• Text
******

Next, Kalsi brought up environmental, social and governance (ESG) as a prevalent focus among both private and public businesses. Margolis expressed that Extra Storage Space certainly prioritizes doing the right thing for the planet and has retrofitted almost all of its locations with energy-efficient lighting and placed solar panels on the roofs. He also talked about the importance of prioritizing diversity, especially from a governance perspective as his board is becoming more diverse in terms of experience and other key metrics. “We were woken up by the stark reminder of racial injustice and that we can all do better as individuals and as companies,” Margolis added, and when he asked Kalsi the same question the response was similar. For BGO, Kalsi said the company is especially passionate about social justice issues and making all employees feel taken care of, pointing out that these responsibilities have fallen on private companies in the past few years. “We need to make sure we’re using whatever leverage we have as a company and hold service providers to those same expectations.”
The topic of technology is a popular one as it continues to find its way into mainstream real estate conversations. In terms of how BGO incorporates it, Kalsi said they put together a group of people at the firm to spearhead initiatives around accelerating technology to be a better, more efficient company and exploring investment opportunities related to technology. “I think real estate as an asset is in its early days of technological disruption,” and Kalsi further joked that if we don’t think about the past year and how that has changed things, “we will be like the dodo birds.” From a public company perspective, Margolis emphasized that, “technology will change the ways companies and customers interact with each other,” and mentioned how Extra Storage Space developed an online leasing option to help make for a more seamless customer experience when employees can’t help them in-person.

******

• The task
Decide whether each statement below agrees with the text on ESG and technology. Answer yes or no for each, and quote the words of the text that decide it. (a) Extra Storage Space has put solar panels on the roofs of its locations. (b) BGO named a single executive to lead its technology initiatives. (c) Extra Storage Space created an online leasing option.

(Stored items)
******

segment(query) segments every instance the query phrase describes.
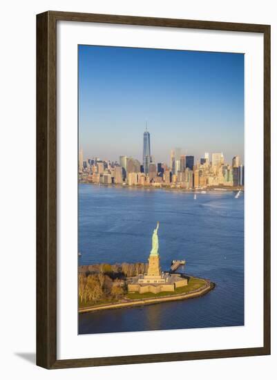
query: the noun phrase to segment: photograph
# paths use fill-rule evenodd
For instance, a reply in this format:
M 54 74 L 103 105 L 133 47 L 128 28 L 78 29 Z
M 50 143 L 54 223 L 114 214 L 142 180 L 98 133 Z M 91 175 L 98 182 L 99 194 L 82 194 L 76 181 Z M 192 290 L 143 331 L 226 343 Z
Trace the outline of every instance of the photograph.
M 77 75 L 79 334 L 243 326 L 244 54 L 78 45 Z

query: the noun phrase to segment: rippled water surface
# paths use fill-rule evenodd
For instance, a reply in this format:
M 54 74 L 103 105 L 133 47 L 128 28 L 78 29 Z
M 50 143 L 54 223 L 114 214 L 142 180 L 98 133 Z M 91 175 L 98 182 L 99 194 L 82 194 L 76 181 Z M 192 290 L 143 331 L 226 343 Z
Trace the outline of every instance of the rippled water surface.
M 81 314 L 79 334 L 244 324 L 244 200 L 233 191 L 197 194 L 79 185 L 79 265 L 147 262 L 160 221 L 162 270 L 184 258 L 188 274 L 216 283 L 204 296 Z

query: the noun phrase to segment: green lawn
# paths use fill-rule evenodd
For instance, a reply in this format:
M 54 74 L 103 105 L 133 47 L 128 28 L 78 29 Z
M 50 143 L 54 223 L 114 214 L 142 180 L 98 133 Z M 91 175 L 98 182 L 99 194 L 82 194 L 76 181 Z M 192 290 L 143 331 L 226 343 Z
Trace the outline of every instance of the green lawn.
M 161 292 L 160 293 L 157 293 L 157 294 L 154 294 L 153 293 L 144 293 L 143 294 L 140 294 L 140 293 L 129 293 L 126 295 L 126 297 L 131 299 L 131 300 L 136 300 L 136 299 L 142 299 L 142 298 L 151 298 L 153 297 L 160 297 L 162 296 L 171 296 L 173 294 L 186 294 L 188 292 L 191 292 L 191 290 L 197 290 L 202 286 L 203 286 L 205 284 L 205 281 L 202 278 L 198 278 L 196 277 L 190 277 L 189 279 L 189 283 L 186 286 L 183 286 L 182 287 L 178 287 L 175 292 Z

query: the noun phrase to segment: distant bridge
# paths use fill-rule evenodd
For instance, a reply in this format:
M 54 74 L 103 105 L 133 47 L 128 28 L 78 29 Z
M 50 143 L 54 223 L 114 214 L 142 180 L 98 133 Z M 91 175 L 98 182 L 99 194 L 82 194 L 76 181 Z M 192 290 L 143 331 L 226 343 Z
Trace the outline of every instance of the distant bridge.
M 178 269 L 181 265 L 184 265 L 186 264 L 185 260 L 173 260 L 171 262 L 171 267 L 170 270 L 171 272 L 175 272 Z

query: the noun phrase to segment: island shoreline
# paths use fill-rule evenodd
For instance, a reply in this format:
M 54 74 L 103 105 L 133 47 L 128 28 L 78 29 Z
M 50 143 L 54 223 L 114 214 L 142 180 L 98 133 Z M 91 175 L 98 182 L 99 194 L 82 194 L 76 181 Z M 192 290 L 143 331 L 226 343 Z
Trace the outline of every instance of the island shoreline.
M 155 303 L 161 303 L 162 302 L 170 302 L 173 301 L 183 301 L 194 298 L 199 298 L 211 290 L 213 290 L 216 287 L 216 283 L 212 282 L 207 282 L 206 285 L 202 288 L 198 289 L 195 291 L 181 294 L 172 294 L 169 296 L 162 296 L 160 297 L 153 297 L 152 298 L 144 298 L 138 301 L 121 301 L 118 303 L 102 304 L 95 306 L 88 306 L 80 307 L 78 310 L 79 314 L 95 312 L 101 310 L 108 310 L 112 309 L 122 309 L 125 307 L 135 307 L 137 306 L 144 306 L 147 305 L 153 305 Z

******

• Your solution
(a) Yes: "placed solar panels on the roofs"
(b) No: "put together a group of people at the firm to spearhead initiatives"
(c) Yes: "Extra Storage Space developed an online leasing option"